Tâche 1
Dans le billet sur le village d'Ait Saada, relevez toutes les informations de publication indiquées sous le titre « Signes des temps ».
Tâche 2
Renvoyez, tiré du billet sur le village d'Ait Saada, le passage qui va de « Signes des temps » jusqu'à « toujours la bienvenue. » inclus.

Texte fourni
▬▬▬▬▬▬
AIT SAADA, mon village natal

AIT SAADA, mon village natal

Récits et Images de la lointaine Kabylie ou les Chroniques d'un terroir déchiré entre traditions et modernité.


Signes des temps

Publié par Idir AIT MOHAND sur 13 Juin 2011, 10:56am

Catégories : #Mes articles

 

Par les temps qui courent, le prêche est devenu un sujet qui revient le plus souvent dans toutes les bouches. Dieu a dit … Qu’ils soient érudits ou ignorants, tout le monde ici se met dans la peau d’un dévot pour rajouter son grain de sel à un océan qui n’en a pas besoin. « Puisse-t-il être lavé de ses offenses avec de l’eau et de la grêle », disait le cheikh du village ! S’il est vrai que l’eau est source de vie, la grêle qui n’est autre que cet élément transformé, n’est pas souvent apprécié des paysans de chez moi à cause des dégâts qu’elle engendre. Par contre, la neige que nos aïeux assimilaient au meilleur engrais connu, est toujours la bienvenue.
▬▬▬▬▬▬
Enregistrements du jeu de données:
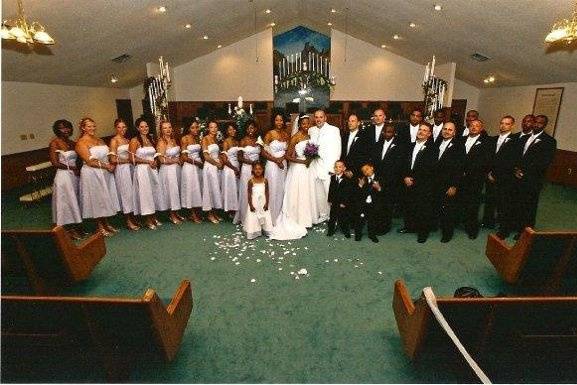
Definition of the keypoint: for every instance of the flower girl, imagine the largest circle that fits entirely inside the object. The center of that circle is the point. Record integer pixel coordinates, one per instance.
(257, 220)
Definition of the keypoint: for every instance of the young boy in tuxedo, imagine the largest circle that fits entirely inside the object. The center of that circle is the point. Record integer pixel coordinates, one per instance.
(369, 200)
(340, 197)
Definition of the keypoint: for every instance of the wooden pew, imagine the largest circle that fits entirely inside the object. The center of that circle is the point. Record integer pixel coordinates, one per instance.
(119, 332)
(540, 260)
(512, 339)
(48, 259)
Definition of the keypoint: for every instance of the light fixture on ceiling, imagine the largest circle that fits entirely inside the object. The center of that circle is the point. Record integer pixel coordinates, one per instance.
(564, 30)
(22, 32)
(489, 79)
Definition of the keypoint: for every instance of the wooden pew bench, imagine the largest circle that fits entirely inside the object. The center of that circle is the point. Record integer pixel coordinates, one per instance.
(47, 260)
(521, 339)
(119, 332)
(541, 262)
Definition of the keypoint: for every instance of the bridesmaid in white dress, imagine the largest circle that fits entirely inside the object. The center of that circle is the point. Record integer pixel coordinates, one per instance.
(99, 199)
(123, 173)
(296, 213)
(275, 145)
(191, 179)
(211, 193)
(248, 155)
(257, 220)
(169, 173)
(145, 181)
(65, 208)
(230, 172)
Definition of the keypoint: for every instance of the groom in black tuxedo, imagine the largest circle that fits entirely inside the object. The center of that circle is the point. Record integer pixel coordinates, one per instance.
(419, 175)
(354, 152)
(340, 197)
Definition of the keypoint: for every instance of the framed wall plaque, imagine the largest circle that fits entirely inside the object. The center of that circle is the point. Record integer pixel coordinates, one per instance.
(548, 102)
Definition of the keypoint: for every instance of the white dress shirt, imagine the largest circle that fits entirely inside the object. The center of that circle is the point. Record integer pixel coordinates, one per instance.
(378, 130)
(418, 147)
(471, 140)
(436, 131)
(352, 136)
(444, 144)
(501, 139)
(530, 141)
(413, 130)
(386, 146)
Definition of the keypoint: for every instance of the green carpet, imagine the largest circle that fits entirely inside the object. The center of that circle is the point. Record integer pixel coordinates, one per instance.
(334, 325)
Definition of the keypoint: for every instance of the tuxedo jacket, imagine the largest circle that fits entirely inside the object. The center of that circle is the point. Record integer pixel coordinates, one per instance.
(536, 160)
(423, 171)
(340, 193)
(390, 167)
(476, 165)
(501, 162)
(449, 167)
(358, 154)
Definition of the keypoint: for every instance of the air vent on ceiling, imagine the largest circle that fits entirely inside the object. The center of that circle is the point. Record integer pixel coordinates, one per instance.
(122, 58)
(479, 57)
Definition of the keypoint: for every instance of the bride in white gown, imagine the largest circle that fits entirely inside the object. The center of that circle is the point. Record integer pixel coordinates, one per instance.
(298, 201)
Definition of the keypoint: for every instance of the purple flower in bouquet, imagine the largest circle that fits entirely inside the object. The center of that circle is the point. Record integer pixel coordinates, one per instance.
(311, 150)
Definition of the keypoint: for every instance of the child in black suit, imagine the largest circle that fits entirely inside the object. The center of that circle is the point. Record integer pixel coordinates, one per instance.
(340, 196)
(369, 200)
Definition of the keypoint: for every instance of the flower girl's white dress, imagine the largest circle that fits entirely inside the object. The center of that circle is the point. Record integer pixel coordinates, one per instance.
(259, 222)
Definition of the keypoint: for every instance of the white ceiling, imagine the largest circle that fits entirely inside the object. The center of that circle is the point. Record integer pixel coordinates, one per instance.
(89, 33)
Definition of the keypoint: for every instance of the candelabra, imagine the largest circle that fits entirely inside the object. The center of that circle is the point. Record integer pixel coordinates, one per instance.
(434, 89)
(157, 88)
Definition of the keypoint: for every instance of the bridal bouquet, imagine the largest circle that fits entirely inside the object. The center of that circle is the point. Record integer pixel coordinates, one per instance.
(311, 151)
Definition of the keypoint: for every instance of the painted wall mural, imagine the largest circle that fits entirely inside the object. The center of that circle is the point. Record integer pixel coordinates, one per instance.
(302, 69)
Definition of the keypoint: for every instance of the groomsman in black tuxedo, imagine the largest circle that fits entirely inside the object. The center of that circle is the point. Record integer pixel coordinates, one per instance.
(419, 177)
(474, 174)
(407, 132)
(340, 197)
(372, 134)
(369, 202)
(449, 171)
(502, 152)
(439, 118)
(537, 152)
(354, 151)
(388, 159)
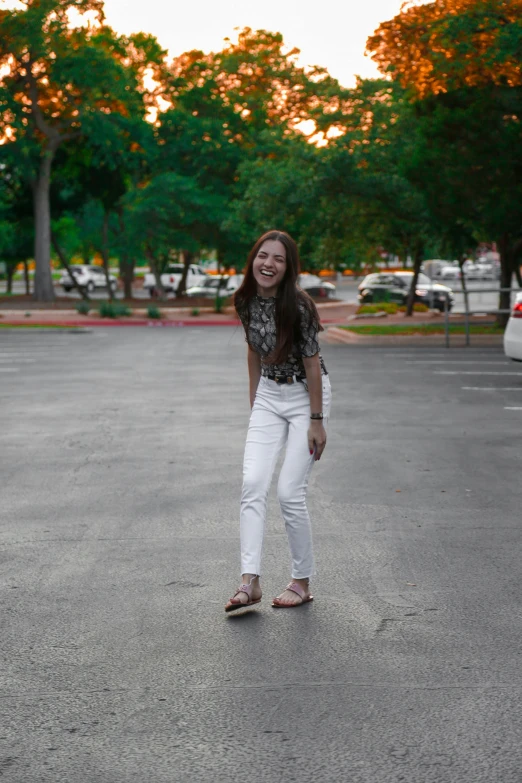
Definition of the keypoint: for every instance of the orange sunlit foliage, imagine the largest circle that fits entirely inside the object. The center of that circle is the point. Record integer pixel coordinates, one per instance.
(451, 43)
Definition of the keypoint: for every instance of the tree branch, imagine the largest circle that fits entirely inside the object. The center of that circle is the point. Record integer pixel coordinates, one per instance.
(39, 120)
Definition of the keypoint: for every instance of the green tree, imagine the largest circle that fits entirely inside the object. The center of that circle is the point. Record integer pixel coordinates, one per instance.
(170, 212)
(61, 82)
(460, 60)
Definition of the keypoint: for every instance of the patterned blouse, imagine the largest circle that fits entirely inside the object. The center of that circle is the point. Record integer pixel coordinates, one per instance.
(262, 338)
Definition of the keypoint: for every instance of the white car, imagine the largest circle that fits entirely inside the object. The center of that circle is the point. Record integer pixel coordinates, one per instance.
(450, 272)
(210, 287)
(88, 276)
(513, 333)
(315, 287)
(171, 277)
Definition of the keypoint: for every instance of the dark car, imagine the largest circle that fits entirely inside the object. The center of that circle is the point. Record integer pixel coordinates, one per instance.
(395, 287)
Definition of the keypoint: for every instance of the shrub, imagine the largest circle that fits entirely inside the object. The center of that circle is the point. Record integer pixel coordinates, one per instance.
(83, 307)
(153, 312)
(386, 307)
(418, 307)
(113, 310)
(381, 296)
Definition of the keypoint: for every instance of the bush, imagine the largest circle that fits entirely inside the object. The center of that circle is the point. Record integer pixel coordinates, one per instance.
(386, 307)
(380, 296)
(153, 312)
(83, 307)
(113, 310)
(418, 307)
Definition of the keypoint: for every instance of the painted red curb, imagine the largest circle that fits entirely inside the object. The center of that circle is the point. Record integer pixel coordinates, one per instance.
(135, 322)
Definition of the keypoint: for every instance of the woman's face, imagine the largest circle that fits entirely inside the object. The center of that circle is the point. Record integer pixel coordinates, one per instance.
(269, 267)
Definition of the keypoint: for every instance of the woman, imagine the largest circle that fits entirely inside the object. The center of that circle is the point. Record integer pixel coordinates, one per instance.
(290, 400)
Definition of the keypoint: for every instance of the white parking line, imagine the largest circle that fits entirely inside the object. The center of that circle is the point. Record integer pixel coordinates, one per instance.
(16, 359)
(474, 372)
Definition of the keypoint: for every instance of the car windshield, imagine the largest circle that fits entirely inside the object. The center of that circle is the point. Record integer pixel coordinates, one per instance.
(421, 280)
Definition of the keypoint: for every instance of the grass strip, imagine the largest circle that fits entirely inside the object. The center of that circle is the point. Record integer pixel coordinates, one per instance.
(408, 329)
(35, 326)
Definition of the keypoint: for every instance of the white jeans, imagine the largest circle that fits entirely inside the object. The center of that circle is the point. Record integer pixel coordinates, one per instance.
(281, 413)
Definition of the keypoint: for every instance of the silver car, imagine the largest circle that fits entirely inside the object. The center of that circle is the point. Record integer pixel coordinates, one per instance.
(88, 276)
(224, 285)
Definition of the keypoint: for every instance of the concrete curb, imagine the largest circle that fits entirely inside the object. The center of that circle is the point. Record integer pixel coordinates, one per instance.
(335, 335)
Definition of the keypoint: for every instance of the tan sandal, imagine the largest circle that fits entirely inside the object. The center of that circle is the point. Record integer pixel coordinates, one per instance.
(234, 603)
(298, 590)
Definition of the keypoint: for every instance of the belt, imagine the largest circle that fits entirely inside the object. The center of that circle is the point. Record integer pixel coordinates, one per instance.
(285, 378)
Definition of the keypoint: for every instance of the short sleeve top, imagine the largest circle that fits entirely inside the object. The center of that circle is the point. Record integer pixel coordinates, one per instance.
(262, 336)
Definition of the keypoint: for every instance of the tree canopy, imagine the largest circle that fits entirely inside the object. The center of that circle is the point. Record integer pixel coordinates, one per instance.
(110, 147)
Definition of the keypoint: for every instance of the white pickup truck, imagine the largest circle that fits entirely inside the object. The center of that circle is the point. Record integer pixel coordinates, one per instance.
(171, 277)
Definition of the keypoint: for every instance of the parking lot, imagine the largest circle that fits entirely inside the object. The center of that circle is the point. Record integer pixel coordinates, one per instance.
(121, 455)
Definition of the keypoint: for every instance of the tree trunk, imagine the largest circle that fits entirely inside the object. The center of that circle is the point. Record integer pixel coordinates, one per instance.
(157, 276)
(127, 272)
(9, 271)
(127, 264)
(187, 260)
(61, 255)
(417, 261)
(517, 251)
(463, 283)
(105, 253)
(43, 281)
(26, 278)
(506, 273)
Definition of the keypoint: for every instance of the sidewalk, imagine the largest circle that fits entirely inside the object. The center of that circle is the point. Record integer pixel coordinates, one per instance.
(330, 313)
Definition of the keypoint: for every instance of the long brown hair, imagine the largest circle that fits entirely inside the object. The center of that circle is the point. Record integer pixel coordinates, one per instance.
(289, 297)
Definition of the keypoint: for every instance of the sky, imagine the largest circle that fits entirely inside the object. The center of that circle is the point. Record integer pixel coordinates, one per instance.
(331, 34)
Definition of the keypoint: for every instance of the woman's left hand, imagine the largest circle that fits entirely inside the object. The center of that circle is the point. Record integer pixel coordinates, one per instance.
(316, 438)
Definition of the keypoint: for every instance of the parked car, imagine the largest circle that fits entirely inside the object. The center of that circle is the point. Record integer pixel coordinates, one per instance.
(450, 272)
(210, 287)
(88, 276)
(171, 277)
(395, 287)
(316, 287)
(513, 333)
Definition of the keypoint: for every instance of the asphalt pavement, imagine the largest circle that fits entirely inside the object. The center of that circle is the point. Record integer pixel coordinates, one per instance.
(121, 456)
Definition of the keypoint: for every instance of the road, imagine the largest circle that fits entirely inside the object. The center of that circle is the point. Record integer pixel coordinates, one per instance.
(121, 456)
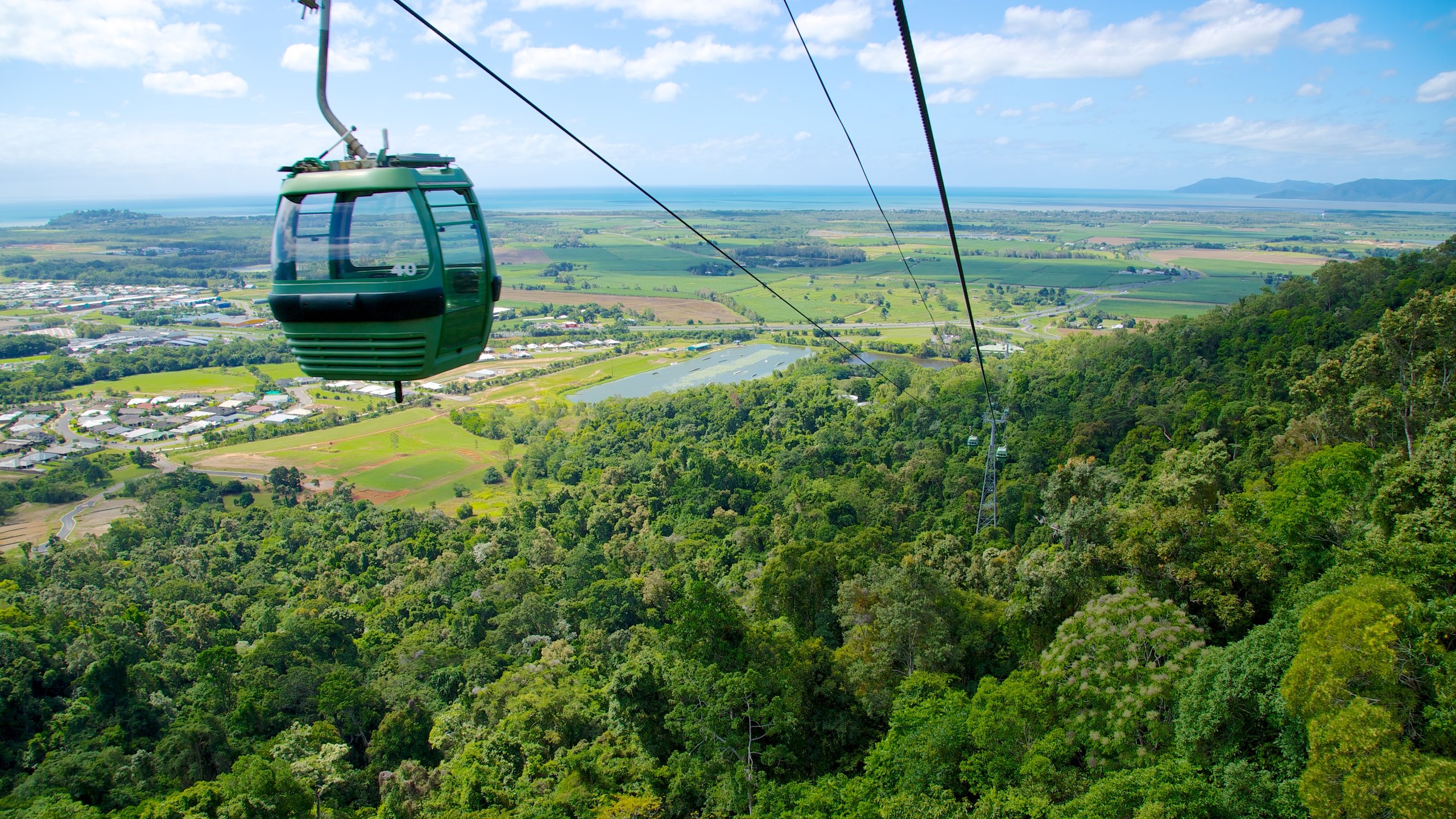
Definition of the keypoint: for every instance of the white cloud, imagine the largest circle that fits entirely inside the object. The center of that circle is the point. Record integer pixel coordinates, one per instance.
(1041, 44)
(1299, 136)
(560, 63)
(740, 14)
(349, 15)
(456, 18)
(506, 35)
(477, 123)
(1337, 34)
(102, 34)
(833, 22)
(344, 56)
(220, 85)
(951, 95)
(664, 59)
(147, 146)
(1438, 89)
(666, 92)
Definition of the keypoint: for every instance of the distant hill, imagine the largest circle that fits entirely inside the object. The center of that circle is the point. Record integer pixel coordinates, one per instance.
(1248, 187)
(1420, 191)
(107, 216)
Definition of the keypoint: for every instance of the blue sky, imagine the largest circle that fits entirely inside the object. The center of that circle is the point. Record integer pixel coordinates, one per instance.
(154, 98)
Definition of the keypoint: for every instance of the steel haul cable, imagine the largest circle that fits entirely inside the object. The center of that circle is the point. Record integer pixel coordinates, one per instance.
(861, 162)
(644, 191)
(940, 183)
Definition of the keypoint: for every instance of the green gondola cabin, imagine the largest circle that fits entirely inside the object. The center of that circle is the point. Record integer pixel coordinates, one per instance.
(382, 268)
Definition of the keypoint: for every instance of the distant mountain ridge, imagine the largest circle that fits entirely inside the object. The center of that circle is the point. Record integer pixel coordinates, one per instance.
(1413, 191)
(1420, 191)
(1248, 187)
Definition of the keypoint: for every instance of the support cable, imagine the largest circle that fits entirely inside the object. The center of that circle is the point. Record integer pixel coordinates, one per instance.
(940, 183)
(862, 172)
(644, 191)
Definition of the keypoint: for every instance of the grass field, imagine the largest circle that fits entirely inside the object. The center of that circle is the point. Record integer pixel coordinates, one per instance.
(410, 458)
(1213, 291)
(1145, 309)
(204, 381)
(1259, 266)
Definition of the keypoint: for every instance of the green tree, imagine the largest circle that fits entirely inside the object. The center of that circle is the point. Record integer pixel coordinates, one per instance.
(906, 618)
(1113, 669)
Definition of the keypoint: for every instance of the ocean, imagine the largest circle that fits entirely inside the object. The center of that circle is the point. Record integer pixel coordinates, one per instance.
▬▬▬▬▬▬
Résultat attendu 1
Auteur : Idir AIT MOHAND
Date : 13 Juin 2011
Heure : 10:56am
Catégorie : #Mes articles

Résultat attendu 2
Signes des temps

Publié par Idir AIT MOHAND sur 13 Juin 2011, 10:56am

Catégories : #Mes articles

 

Par les temps qui courent, le prêche est devenu un sujet qui revient le plus souvent dans toutes les bouches. Dieu a dit … Qu’ils soient érudits ou ignorants, tout le monde ici se met dans la peau d’un dévot pour rajouter son grain de sel à un océan qui n’en a pas besoin. « Puisse-t-il être lavé de ses offenses avec de l’eau et de la grêle », disait le cheikh du village ! S’il est vrai que l’eau est source de vie, la grêle qui n’est autre que cet élément transformé, n’est pas souvent apprécié des paysans de chez moi à cause des dégâts qu’elle engendre. Par contre, la neige que nos aïeux assimilaient au meilleur engrais connu, est toujours la bienvenue.